◆ PROBLEM DETAILS:
Render every line of the listing below as a JSON list of strings, one string per line, omitting blank lines.

━━━ STORED RECORDS

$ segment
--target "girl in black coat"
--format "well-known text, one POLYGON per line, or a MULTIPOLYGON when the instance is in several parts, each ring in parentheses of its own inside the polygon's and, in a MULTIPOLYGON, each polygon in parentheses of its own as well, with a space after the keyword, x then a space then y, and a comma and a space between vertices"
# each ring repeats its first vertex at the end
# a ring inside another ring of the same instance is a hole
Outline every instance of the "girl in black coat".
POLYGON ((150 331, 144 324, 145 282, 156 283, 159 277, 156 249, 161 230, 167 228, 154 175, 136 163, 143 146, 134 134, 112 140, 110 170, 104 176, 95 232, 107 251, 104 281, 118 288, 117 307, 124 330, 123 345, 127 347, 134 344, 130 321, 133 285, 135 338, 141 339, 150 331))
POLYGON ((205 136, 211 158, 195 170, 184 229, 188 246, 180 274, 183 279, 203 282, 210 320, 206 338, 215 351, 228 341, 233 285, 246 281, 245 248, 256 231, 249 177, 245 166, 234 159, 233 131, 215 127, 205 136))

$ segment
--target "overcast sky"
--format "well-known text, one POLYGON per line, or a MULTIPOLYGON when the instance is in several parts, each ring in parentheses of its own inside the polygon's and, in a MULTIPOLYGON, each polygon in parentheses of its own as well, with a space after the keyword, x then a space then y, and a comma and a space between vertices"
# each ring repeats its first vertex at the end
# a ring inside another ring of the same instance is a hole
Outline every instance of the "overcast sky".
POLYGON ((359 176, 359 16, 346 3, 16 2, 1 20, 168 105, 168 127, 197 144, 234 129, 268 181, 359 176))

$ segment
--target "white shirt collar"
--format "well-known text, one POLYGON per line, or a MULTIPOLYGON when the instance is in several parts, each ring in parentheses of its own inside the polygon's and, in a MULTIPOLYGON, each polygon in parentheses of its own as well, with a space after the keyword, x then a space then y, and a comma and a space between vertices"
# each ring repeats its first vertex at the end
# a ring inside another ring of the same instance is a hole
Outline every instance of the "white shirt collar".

━━━━━━

◆ THE RESPONSE:
[
  "$ segment",
  "--target \"girl in black coat\"",
  "--format \"well-known text, one POLYGON per line, or a MULTIPOLYGON when the instance is in several parts, each ring in parentheses of its own inside the polygon's and, in a MULTIPOLYGON, each polygon in parentheses of its own as well, with a space after the keyword, x then a space then y, and a comma and a space between vertices\"",
  "# each ring repeats its first vertex at the end",
  "# a ring inside another ring of the same instance is a hole",
  "Outline every instance of the \"girl in black coat\".",
  "POLYGON ((150 331, 144 324, 145 282, 156 283, 159 277, 156 249, 161 230, 167 228, 154 175, 136 163, 143 146, 134 134, 112 140, 110 170, 104 176, 95 232, 107 251, 104 281, 118 288, 117 307, 124 330, 123 345, 127 347, 134 344, 130 321, 133 285, 135 338, 141 339, 150 331))",
  "POLYGON ((205 136, 211 158, 195 170, 184 229, 188 246, 180 274, 183 279, 203 282, 210 320, 206 338, 215 351, 228 341, 233 285, 246 281, 245 248, 256 231, 249 177, 245 166, 234 159, 233 131, 215 127, 205 136))",
  "$ segment",
  "--target \"overcast sky\"",
  "--format \"well-known text, one POLYGON per line, or a MULTIPOLYGON when the instance is in several parts, each ring in parentheses of its own inside the polygon's and, in a MULTIPOLYGON, each polygon in parentheses of its own as well, with a space after the keyword, x then a space then y, and a comma and a space between vertices\"",
  "# each ring repeats its first vertex at the end",
  "# a ring inside another ring of the same instance is a hole",
  "Outline every instance of the \"overcast sky\".",
  "POLYGON ((359 176, 359 16, 346 3, 16 2, 1 20, 168 105, 168 127, 197 144, 234 129, 268 181, 359 176))",
  "$ segment",
  "--target \"white shirt collar\"",
  "--format \"well-known text, one POLYGON per line, or a MULTIPOLYGON when the instance is in several parts, each ring in parentheses of its own inside the polygon's and, in a MULTIPOLYGON, each polygon in parentheses of its own as well, with a space after the keyword, x then a space then y, and a comma and a space between vertices\"",
  "# each ring repeats its first vertex at the end",
  "# a ring inside another ring of the same instance is a hole",
  "Outline every instance of the \"white shirt collar\"."
]